§ Text for analysis:
# Beach Bunny (5 pics)



## Relle (Apr 19, 2011)

A bun having fun in the sun. Ellie at the beach.



















1 - under the tent.
2 - will I go for a swim ?
3 - think I'll just clean instead.
4 - or just pose for camera.
5 - so tired, sleepy time.


----------



## Dragonkaz (Apr 19, 2011)

Outstanding bunny ... outstanding photos!

I received a text from my daughter last Friday morning to say the Easer bunny was in her back yard.  She'd found a bunny (pet) playing on the grass outside her fence, so had encouraged it in, as she lives close to a busy Sydney road.  She gave her cuddles and food and put adverts around the area she lived.  Luckily her moodle didn't mind Easter and the two were happy until today, when finally Easter was claimed by some people who lived a few houses away.


----------



## Traceyann (Apr 19, 2011)

OMG did u seriously take your bunny to the beach lol :shock: ....I have heard of people taking their GPS on holidays too.......Lucky bunny !!!!! Hope he had sun screen on lol, u know that white skin burns lmao


----------



## agriffin (Apr 19, 2011)

That is seriously the cutest thing in the world!! And you got such great pics!!


----------



## krissy (Apr 19, 2011)

that is super cute! i am scared of bunnies though. i mean i like to look at them and pet their backs, but i am afraid they will bite me. lol


----------



## soapbuddy (Apr 19, 2011)

Phrase grounding data
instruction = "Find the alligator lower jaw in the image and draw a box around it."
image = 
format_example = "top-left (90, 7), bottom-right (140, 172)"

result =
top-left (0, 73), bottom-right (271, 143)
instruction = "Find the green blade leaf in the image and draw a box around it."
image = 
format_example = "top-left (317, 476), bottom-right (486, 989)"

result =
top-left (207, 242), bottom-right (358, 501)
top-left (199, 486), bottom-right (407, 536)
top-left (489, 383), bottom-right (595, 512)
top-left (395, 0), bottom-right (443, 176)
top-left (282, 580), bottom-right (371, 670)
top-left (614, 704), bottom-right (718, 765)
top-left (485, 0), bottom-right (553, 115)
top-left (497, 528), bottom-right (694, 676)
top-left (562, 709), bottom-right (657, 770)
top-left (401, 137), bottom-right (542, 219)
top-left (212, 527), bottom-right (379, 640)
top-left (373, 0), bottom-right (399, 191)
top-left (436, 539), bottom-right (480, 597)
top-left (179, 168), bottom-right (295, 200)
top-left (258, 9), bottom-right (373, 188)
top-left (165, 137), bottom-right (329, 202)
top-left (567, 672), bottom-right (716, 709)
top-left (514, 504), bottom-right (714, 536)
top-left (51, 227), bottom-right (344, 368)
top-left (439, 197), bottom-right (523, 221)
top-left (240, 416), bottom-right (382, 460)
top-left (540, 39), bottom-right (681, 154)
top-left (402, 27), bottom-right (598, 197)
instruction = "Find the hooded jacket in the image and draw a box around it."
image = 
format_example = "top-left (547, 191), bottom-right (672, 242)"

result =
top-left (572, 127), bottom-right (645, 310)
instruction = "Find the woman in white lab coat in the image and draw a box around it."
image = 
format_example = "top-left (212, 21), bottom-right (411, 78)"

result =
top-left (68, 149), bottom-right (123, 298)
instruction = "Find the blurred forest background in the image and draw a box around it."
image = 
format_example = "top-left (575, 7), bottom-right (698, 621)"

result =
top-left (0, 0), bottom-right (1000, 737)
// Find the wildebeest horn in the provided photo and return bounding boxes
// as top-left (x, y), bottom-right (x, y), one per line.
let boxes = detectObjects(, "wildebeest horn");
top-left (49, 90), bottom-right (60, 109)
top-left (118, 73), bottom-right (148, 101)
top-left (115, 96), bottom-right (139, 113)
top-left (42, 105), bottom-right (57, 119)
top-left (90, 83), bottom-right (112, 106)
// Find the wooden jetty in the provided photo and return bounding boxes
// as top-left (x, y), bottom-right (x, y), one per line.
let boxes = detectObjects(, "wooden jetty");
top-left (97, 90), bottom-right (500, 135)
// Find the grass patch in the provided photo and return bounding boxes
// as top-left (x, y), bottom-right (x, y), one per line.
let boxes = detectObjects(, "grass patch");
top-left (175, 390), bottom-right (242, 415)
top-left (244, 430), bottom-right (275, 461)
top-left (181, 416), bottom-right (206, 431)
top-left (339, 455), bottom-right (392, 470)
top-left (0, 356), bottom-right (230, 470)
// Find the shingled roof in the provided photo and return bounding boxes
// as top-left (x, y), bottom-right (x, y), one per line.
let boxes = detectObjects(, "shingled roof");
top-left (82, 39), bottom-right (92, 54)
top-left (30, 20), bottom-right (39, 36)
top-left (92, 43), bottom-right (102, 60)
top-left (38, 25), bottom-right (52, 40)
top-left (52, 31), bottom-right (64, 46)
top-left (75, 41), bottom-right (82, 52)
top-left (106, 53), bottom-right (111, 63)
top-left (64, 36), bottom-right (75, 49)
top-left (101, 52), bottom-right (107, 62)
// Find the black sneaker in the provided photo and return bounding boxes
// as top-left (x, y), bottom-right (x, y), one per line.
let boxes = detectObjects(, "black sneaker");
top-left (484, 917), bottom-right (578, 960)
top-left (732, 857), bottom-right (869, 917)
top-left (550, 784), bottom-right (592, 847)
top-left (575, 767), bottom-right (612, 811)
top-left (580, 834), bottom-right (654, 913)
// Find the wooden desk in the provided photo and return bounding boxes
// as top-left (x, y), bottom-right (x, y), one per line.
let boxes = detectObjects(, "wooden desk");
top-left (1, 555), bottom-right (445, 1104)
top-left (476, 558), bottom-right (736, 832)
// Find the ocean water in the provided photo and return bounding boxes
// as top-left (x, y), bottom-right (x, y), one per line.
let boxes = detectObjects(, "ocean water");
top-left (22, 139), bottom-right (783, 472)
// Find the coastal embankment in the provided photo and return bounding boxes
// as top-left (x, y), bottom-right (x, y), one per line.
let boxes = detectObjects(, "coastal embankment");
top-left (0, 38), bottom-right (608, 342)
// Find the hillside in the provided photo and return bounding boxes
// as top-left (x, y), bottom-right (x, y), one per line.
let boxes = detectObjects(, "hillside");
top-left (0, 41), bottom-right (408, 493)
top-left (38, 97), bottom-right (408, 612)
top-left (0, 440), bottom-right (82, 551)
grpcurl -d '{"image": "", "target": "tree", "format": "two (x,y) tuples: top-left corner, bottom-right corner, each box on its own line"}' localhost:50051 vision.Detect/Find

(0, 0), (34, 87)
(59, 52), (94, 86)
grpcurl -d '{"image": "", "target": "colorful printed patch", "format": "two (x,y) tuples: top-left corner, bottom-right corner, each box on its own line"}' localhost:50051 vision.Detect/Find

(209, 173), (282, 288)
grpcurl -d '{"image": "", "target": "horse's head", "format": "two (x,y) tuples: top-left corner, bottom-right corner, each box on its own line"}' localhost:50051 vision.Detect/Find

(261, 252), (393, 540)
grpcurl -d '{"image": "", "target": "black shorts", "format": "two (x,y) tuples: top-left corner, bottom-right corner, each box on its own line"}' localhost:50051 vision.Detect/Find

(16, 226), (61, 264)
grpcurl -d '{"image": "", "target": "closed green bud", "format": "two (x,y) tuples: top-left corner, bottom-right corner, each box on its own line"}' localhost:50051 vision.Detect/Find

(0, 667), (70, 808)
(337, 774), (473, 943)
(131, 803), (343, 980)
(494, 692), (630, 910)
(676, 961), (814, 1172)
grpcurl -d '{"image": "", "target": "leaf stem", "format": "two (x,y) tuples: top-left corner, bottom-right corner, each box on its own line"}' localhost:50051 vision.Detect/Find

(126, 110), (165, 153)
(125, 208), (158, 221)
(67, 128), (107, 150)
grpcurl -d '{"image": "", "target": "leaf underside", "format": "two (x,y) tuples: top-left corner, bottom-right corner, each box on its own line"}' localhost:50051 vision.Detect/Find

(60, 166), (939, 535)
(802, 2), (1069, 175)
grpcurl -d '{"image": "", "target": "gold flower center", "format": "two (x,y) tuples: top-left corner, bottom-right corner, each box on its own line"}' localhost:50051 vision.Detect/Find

§ Instructions:
**a)** In the beach bunny thread, what does the caption for picture 3 say the bunny decides to do?
**b)** Using the beach bunny thread, explain why Dragonkaz's daughter encouraged the loose pet bunny into her back yard.
The records are separate material with no connection to the beach bunny thread.

§ Answers for the exercise:
**a)** It decides to clean itself instead of going for a swim.

**b)** She lives close to a busy Sydney road, so she coaxed the bunny in from the grass outside her fence. She then cared for it and put up adverts until its owners claimed it.